*DESCRIPTION OF THE TASK*
Rewrite everything in the items below, from the line containing "indicate: glass jar with lid" down to the final line, and keep the requests as they are. Add 142 to every x and y coordinate in the answers.

[Entries drawn from a collection]
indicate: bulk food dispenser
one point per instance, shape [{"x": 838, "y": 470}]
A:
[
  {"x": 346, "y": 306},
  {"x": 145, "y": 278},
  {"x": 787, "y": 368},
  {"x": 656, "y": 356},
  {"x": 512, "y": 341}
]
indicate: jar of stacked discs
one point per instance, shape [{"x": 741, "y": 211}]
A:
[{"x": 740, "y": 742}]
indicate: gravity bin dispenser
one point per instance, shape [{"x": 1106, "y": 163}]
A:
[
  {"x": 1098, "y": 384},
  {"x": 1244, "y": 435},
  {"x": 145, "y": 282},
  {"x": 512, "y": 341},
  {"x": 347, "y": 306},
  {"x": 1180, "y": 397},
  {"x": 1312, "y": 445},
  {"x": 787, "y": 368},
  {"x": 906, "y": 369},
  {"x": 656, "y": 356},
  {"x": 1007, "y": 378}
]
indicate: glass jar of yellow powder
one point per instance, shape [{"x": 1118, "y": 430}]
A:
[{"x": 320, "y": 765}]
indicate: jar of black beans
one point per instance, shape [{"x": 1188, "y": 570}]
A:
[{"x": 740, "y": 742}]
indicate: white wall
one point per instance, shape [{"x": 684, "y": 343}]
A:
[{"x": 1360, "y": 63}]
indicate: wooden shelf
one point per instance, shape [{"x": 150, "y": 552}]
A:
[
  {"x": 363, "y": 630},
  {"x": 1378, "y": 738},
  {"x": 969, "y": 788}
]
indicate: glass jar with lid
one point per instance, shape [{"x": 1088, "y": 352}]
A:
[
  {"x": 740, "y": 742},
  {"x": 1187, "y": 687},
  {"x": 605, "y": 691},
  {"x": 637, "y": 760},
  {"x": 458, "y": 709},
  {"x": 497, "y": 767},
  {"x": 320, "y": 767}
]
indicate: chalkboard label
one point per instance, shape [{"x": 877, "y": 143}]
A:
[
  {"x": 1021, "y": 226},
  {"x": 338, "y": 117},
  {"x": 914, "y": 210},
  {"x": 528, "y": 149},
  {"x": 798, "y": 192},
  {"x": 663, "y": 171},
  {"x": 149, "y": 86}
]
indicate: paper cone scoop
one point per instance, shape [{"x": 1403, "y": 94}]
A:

*RESULT OF THE EXERCISE*
indicate: glass jar with lid
one point per instance, shape [{"x": 1088, "y": 352}]
A:
[
  {"x": 882, "y": 884},
  {"x": 1329, "y": 829},
  {"x": 747, "y": 833},
  {"x": 779, "y": 902},
  {"x": 600, "y": 851},
  {"x": 639, "y": 909},
  {"x": 462, "y": 909}
]
indicate: chalkboard label
one point per instance, shape [{"x": 877, "y": 143}]
A:
[
  {"x": 1163, "y": 368},
  {"x": 480, "y": 259},
  {"x": 1056, "y": 352},
  {"x": 670, "y": 291},
  {"x": 940, "y": 334},
  {"x": 805, "y": 313},
  {"x": 291, "y": 228}
]
indicate: paper cone scoop
one point per instance, shape [{"x": 1403, "y": 94}]
A:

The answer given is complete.